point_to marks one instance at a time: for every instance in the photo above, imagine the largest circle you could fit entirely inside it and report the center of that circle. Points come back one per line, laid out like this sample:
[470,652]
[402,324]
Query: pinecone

--

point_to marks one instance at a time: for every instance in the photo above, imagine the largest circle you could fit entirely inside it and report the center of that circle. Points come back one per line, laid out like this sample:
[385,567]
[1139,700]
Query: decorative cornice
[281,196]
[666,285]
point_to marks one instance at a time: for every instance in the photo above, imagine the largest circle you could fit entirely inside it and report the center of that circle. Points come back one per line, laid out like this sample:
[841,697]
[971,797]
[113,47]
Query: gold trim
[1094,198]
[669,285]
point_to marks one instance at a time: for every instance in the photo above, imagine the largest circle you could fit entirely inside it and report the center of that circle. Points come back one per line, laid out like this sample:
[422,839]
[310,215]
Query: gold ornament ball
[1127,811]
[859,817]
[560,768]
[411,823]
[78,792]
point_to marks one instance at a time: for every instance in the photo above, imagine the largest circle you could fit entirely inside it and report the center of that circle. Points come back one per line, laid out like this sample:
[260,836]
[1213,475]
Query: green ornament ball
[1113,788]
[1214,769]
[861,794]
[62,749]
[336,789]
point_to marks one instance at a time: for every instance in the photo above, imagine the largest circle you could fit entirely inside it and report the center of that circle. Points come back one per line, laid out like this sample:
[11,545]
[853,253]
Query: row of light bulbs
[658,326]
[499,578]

==

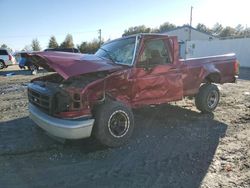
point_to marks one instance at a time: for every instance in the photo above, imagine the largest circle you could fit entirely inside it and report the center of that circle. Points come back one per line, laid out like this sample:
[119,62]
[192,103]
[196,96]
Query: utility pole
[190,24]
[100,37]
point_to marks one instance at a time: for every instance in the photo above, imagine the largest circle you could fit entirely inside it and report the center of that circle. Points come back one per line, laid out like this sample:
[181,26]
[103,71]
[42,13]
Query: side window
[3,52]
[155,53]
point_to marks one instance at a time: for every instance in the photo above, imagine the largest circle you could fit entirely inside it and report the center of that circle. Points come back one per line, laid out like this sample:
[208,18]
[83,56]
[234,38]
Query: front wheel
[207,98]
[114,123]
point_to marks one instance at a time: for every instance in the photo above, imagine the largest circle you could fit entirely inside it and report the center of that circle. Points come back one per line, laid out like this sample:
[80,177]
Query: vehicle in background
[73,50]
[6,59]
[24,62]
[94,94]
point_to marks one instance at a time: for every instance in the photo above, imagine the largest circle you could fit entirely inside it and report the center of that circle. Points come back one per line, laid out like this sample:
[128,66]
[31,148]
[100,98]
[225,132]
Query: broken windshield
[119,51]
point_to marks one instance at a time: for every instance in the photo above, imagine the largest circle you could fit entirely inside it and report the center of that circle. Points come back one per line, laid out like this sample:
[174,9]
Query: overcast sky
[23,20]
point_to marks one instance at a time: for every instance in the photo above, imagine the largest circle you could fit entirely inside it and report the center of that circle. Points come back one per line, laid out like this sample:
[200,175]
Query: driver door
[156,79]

*SET PROBLEM*
List each line of the records that contains the word "gold".

*OUTPUT OF THE EXERCISE*
Query: gold trim
Query: gold ornament ball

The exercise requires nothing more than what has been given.